◆ Required action ◆
Across all the records, filter for lines with the word "person" and copy them.

● ● ● ● ● ● ●

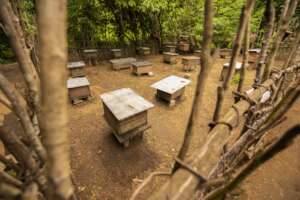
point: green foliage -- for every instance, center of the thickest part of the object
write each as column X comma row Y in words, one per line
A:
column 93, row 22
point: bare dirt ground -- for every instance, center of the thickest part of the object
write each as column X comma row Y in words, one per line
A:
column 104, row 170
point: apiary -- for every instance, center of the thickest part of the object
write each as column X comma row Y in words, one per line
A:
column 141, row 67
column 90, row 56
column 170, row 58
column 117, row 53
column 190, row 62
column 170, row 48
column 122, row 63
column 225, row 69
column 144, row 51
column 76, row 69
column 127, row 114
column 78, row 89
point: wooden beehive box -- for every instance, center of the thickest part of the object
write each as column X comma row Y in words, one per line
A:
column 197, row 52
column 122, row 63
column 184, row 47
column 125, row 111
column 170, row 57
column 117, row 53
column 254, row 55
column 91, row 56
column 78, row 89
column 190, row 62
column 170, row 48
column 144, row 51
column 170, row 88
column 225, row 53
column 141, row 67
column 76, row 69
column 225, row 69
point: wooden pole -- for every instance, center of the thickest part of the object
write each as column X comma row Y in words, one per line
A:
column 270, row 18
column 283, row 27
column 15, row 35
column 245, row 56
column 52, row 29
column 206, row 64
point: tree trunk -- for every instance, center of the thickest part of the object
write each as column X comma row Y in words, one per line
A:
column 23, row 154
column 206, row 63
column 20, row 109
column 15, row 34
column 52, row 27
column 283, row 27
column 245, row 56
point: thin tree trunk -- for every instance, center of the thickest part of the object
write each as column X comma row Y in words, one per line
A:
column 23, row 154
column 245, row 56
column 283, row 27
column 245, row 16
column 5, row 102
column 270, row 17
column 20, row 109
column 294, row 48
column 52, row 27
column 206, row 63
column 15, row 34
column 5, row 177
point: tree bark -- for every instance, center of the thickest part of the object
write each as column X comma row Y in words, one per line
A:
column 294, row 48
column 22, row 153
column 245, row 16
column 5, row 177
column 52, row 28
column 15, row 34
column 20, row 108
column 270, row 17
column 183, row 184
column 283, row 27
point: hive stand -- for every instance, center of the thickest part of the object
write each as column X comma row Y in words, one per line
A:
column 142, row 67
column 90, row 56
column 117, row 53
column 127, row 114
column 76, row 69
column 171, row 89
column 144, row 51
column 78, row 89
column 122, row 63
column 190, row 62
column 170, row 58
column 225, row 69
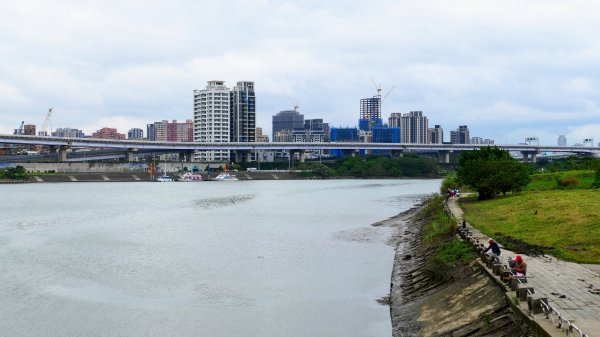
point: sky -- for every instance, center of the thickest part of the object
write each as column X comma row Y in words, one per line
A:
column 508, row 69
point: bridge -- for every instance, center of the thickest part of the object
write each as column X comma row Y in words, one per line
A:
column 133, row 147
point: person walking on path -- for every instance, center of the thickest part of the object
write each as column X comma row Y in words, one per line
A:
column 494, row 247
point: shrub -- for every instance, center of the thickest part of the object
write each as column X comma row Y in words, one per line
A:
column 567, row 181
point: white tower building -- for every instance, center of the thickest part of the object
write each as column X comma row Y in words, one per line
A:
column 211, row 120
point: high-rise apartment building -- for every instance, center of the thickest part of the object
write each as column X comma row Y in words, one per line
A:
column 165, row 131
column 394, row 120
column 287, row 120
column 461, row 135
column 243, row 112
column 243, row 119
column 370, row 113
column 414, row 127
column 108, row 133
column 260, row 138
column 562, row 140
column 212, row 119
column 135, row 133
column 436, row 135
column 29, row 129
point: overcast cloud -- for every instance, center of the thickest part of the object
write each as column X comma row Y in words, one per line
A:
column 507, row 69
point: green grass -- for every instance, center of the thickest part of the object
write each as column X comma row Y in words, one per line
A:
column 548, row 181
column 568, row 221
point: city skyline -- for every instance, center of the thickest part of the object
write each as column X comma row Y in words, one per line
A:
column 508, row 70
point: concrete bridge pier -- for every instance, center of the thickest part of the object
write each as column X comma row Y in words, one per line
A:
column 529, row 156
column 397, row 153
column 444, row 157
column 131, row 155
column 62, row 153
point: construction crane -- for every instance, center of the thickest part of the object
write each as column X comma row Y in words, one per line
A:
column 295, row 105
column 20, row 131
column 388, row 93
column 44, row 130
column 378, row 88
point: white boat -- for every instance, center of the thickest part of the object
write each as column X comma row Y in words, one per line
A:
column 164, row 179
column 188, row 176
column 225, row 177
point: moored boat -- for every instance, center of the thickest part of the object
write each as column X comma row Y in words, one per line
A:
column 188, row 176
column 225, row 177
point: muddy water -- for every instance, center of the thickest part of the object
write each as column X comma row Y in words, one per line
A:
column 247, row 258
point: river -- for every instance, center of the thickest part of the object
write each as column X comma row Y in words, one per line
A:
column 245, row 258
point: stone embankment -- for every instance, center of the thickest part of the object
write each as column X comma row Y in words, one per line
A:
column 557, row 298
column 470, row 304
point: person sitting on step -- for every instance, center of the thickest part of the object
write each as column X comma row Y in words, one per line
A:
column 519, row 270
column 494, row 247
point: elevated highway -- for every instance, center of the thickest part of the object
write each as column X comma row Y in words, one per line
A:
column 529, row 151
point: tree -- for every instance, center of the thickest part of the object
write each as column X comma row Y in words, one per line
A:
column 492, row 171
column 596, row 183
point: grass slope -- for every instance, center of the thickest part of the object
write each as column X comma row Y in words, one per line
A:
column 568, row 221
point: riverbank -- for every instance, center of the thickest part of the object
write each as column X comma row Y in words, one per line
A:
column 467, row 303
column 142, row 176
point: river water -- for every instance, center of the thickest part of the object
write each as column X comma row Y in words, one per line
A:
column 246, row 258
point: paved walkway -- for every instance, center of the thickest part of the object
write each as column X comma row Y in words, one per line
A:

● ● ● ● ● ● ●

◆ Answer section ◆
point: person walking on path -- for every instance, center of the thickest part of the object
point: person sitting on step -- for every instance, center of the thickest part of the object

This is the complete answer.